---------- EXTRAIT AFFICHÉ
De Andre Yedlin pourrait rejoindre les Spurs de Tottenham dès janvier 2015

De Andre Yedlin, le joueur des Sounders pourrait rejoindre les Spurs de Tottenham dès janvier 2015

Les deux équipes de la côte ouest qui n’ont pu se départager que grâce à la règle du nombre de buts à l’extérieur, les Galaxy ayant remporté le match aller 1-0 à domicile, tandis que les Sounders se sont imposés 2-1 sur leur pelouse, le but inscrit par les Galaxy à Seattle leur permettant d’accéder à la finale.

Les États-Unis, une banlieue du foot mondial ?

La MLS est aujourd’hui un championnat mineur, que ce soit en comparaison des autres sports américains ou par rapport aux championnats européens de football. Cette réalité saute aux yeux quel que soit l’indicateur (niveau de jeu, affluence, revenus annuels, audience TV…) que l’on utilise pour faire des comparaisons. Pourtant, la MLS reste en progrès.
--------------------
---------- DONNÉES FOURNIES
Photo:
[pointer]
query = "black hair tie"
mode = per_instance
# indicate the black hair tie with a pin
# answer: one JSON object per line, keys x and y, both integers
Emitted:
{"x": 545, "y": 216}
--------------------
CONSIGNES:
Ces affirmations concordent-elles avec l’extrait affiché : (a) les Galaxy ont gagné le match aller 1-0 à domicile ; (b) la MLS y est qualifiée de championnat majeur ; (c) la MLS y est décrite comme en recul ? Répondez par oui ou non pour chacune, en citant mot pour mot les mots décisifs de l’extrait. Les données fournies ne servent à rien ici.

RÉPONSE:
(a) Oui : « les Galaxy ayant remporté le match aller 1-0 à domicile »
(b) Non : « La MLS est aujourd’hui un championnat mineur »
(c) Non : « Pourtant, la MLS reste en progrès. »